_MATERIAL PROVIDED_
——

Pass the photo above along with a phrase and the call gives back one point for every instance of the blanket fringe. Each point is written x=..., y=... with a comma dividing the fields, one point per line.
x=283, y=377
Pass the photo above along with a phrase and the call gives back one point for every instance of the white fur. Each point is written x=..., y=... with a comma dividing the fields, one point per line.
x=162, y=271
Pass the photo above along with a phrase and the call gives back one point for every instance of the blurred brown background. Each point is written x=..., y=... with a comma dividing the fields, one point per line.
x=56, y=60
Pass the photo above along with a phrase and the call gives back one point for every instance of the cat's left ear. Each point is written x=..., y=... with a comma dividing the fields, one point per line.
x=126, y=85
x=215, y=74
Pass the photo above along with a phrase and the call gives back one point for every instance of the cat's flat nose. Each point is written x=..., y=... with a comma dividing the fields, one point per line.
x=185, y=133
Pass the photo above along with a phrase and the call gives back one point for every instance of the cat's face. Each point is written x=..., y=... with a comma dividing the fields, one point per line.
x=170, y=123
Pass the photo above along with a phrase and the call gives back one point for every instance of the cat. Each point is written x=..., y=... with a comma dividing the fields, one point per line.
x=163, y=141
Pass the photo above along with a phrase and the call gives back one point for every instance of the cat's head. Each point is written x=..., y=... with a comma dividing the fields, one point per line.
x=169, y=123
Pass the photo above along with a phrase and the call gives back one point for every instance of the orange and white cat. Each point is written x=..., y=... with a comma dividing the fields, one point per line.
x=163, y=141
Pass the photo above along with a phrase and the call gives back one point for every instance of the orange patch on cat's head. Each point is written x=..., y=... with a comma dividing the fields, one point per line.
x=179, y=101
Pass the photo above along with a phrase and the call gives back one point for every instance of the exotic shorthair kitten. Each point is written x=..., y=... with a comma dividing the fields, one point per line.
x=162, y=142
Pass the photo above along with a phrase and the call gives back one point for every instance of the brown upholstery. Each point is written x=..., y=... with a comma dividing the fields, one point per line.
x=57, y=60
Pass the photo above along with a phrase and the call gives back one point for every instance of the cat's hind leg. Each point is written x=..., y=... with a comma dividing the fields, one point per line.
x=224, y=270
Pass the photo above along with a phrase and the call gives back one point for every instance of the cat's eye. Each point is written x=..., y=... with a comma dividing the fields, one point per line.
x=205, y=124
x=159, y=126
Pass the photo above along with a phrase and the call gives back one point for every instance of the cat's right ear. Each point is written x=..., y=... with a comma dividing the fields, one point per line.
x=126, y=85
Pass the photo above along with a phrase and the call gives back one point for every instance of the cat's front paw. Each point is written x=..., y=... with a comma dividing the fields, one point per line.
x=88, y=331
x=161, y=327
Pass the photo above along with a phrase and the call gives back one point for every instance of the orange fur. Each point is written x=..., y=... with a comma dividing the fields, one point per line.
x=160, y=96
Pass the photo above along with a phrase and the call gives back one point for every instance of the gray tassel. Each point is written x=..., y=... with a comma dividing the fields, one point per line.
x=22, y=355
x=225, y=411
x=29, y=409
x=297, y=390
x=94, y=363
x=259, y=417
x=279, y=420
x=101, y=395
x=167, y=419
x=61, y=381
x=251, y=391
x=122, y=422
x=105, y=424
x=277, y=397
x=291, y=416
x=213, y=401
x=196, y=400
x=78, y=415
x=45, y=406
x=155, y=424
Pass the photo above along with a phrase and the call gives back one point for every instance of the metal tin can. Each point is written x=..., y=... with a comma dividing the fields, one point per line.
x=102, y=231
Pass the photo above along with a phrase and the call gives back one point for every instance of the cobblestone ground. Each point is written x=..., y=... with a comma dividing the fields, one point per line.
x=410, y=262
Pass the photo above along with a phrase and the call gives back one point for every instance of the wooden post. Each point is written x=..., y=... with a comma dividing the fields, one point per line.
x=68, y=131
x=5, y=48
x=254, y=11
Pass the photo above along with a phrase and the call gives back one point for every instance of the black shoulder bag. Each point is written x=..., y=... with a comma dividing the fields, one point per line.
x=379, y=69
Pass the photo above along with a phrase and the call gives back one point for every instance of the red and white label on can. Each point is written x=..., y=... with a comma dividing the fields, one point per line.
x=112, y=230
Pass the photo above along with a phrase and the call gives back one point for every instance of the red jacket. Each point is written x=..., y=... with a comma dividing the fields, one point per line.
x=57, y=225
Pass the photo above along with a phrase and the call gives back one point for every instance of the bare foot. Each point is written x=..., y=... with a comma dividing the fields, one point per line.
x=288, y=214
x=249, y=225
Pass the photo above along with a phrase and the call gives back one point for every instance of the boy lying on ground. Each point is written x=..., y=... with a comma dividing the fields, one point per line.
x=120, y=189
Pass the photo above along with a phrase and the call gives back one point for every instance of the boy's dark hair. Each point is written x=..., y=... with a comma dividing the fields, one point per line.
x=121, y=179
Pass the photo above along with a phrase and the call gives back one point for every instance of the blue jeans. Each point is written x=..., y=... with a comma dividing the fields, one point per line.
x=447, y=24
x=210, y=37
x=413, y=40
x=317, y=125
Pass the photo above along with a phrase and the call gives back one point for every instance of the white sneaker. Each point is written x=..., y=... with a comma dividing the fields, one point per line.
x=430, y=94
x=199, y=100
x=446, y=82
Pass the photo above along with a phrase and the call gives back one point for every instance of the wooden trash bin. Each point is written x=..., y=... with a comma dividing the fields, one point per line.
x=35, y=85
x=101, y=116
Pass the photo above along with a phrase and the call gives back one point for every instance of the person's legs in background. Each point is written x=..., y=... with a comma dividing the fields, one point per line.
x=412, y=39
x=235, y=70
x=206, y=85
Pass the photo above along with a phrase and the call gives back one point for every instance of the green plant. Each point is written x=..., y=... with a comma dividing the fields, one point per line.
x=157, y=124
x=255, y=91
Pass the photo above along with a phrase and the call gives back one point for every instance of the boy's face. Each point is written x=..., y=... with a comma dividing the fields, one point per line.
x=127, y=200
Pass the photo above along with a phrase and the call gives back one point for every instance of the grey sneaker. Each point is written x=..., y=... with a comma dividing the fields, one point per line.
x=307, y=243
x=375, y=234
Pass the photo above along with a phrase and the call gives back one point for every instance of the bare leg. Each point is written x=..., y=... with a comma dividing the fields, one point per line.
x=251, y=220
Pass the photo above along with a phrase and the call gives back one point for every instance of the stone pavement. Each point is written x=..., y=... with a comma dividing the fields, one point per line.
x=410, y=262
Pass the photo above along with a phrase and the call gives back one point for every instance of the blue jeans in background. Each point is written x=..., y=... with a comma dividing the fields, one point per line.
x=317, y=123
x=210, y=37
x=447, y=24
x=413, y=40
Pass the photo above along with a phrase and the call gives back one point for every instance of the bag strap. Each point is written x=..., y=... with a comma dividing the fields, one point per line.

——

_WHAT TO DO_
Every line of the listing, first to last, should be retyped exactly.

_RESPONSE TO THE EXERCISE_
Pass the photo above along with a phrase and the call gives back one point for every instance of the blanket fringe. Each point is written x=..., y=... with a comma dividing the fields, one point per line.
x=283, y=377
Pass the photo above along with a phrase and the call gives back one point for every instance of the white fur. Each point is written x=..., y=... with a comma dividing the fields, one point per line.
x=162, y=271
Pass the photo above along with a phrase and the call gives back one point for every instance of the blurred brown background. Each point is written x=..., y=... with a comma dividing the fields, one point per line.
x=56, y=60
Pass the photo above along with a phrase and the call gives back one point for every instance of the cat's left ear. Each point is written x=..., y=... with a comma dividing the fields, one point per line.
x=126, y=85
x=215, y=74
Pass the photo above along with a phrase and the call gives back one point for every instance of the cat's flat nose. Each point is written x=..., y=... with a comma dividing the fields, one point per line.
x=185, y=133
Pass the photo above along with a phrase and the call gives back one point for every instance of the cat's face. Each point is written x=..., y=... with a comma dividing the fields, one point per line.
x=170, y=123
Pass the photo above along with a phrase and the call gives back one point for every instance of the cat. Each point is written x=..., y=... with a comma dividing the fields, one point per line.
x=163, y=141
Pass the photo above along with a phrase and the call gives back one point for every instance of the cat's head. Each point is written x=..., y=... with a comma dividing the fields, one point per line.
x=169, y=123
Pass the photo above along with a phrase and the call gives back one point for every instance of the orange and white cat. Each point is written x=..., y=... with a comma dividing the fields, one point per line.
x=163, y=141
Pass the photo above along with a phrase and the call gives back one point for every instance of the orange patch on cat's head. Each point is written x=..., y=... with a comma dividing the fields, one point per line.
x=179, y=101
Pass the photo above along with a phrase and the call gives back one point for every instance of the exotic shorthair kitten. Each point is written x=..., y=... with a comma dividing the fields, one point per line.
x=162, y=142
Pass the photo above along with a phrase and the call gives back one point for every instance of the brown upholstery. Each point is written x=..., y=... with a comma dividing the fields, one point per line.
x=57, y=60
Pass the photo above along with a phrase and the call gives back one point for every instance of the cat's hind leg. Each point is written x=..., y=... with a comma dividing the fields, one point per line.
x=224, y=270
Pass the photo above along with a phrase and the call gives back one point for every instance of the cat's eye. Each point is written x=..., y=... with a comma dividing the fields, one point per line.
x=205, y=124
x=159, y=126
Pass the photo above along with a phrase and the call gives back one point for every instance of the cat's right ear. Each point is written x=..., y=... with a comma dividing the fields, one point per line.
x=126, y=85
Pass the photo above along with a phrase and the call gives back one point for every instance of the cat's front paw. Each point is written x=..., y=... with a comma dividing the fields, one point per line.
x=88, y=331
x=161, y=327
Pass the photo above along with a phrase and the call gives back one point for every instance of the orange fur. Each point is written x=..., y=... with a comma dividing the fields, one point per line.
x=160, y=96
Pass the photo above along with a phrase and the call gives back one point for every instance of the gray tassel. Each point is written x=..., y=... with a comma dividing the fields, one point per line.
x=22, y=355
x=225, y=411
x=29, y=409
x=297, y=390
x=94, y=363
x=259, y=417
x=279, y=420
x=101, y=395
x=167, y=419
x=61, y=381
x=251, y=391
x=122, y=422
x=105, y=424
x=277, y=397
x=291, y=416
x=213, y=401
x=196, y=400
x=78, y=415
x=45, y=406
x=155, y=424
Pass the photo above along with a phrase and the call gives back one point for every instance of the metal tin can. Each point is written x=..., y=... with a comma dividing the fields, one point per line.
x=102, y=231
Pass the photo above along with a phrase and the call gives back one point for every instance of the cobblestone ground. Each point is written x=..., y=... with a comma dividing the fields, one point per line.
x=410, y=262
Pass the photo above along with a phrase and the call gives back one point for every instance of the wooden post. Each point is written x=..., y=... with a comma dividing the fields, one point per line.
x=68, y=131
x=5, y=48
x=254, y=11
Pass the photo above along with a phrase and the call gives back one point for every instance of the black shoulder bag. Each point is written x=..., y=... with a comma dividing the fields, one point per line.
x=379, y=69
Pass the photo above along with a phrase and the call gives back one point for every instance of the red and white label on can. Each point is written x=..., y=... with a comma dividing the fields, one point per line.
x=112, y=230
Pass the photo above along with a phrase and the call gives back one point for every instance of the red jacket. Each point is written x=..., y=... with a comma dividing the fields, one point per line.
x=57, y=225
Pass the photo above along with a phrase and the call gives back one point for every instance of the bare foot. Each point is written x=..., y=... with a comma dividing the fields, one point per line.
x=288, y=214
x=249, y=225
Pass the photo above along with a phrase and the call gives back one point for every instance of the boy lying on ground. Each point is written x=..., y=... with a comma dividing the fields, one point per line.
x=120, y=189
Pass the photo above along with a phrase and the call gives back one point for every instance of the boy's dark hair. Each point is written x=..., y=... with a comma dividing the fields, one point per line.
x=121, y=179
Pass the photo above along with a phrase and the call gives back one point for every instance of the blue jeans. Each point is written x=..., y=... with a comma dividing the fields, one point per line.
x=447, y=24
x=210, y=37
x=413, y=40
x=317, y=125
Pass the photo above along with a phrase and the call gives back one point for every instance of the white sneaker. Each point is written x=..., y=... with a comma dividing the fields, one point per line.
x=430, y=94
x=199, y=100
x=446, y=82
Pass the photo above along with a phrase and the call gives back one point for every instance of the wooden trash bin. Each point is written x=..., y=... with a comma dividing the fields, one point per line.
x=35, y=85
x=101, y=116
Pass the photo above along with a phrase and the call gives back one point for every instance of the person's legs in background. Each point is written x=..., y=... with a comma dividing the fields, one point per line.
x=412, y=39
x=235, y=70
x=206, y=85
Pass the photo above along with a phrase and the call gives back one point for every instance of the green plant. Each point is written x=..., y=... with a comma dividing the fields, one point per line.
x=157, y=124
x=255, y=91
Pass the photo above along with a phrase and the call gives back one point for every instance of the boy's face. Each point is written x=..., y=... with a comma dividing the fields, one point per line.
x=127, y=200
Pass the photo above along with a phrase and the call gives back one point for every instance of the grey sneaker. Each point is written x=..., y=... with a comma dividing the fields, one point per line.
x=307, y=243
x=375, y=234
Pass the photo above along with a phrase and the call gives back one point for every instance of the bare leg. Each point is written x=..., y=... with a comma dividing the fields, one point per line.
x=251, y=220
Pass the photo above along with a phrase and the call gives back one point for every instance of the stone pavement. Each point is written x=..., y=... with a comma dividing the fields, one point per line.
x=410, y=262
Pass the photo above along with a phrase and the call gives back one point for every instance of the blue jeans in background. Each point is written x=..., y=... with a comma dividing the fields, one point per line.
x=317, y=123
x=210, y=37
x=447, y=24
x=413, y=40
Pass the photo above along with a phrase and the call gives back one point for every instance of the bag strap. Each point is written x=..., y=... with a comma dividing the fields, one point per line.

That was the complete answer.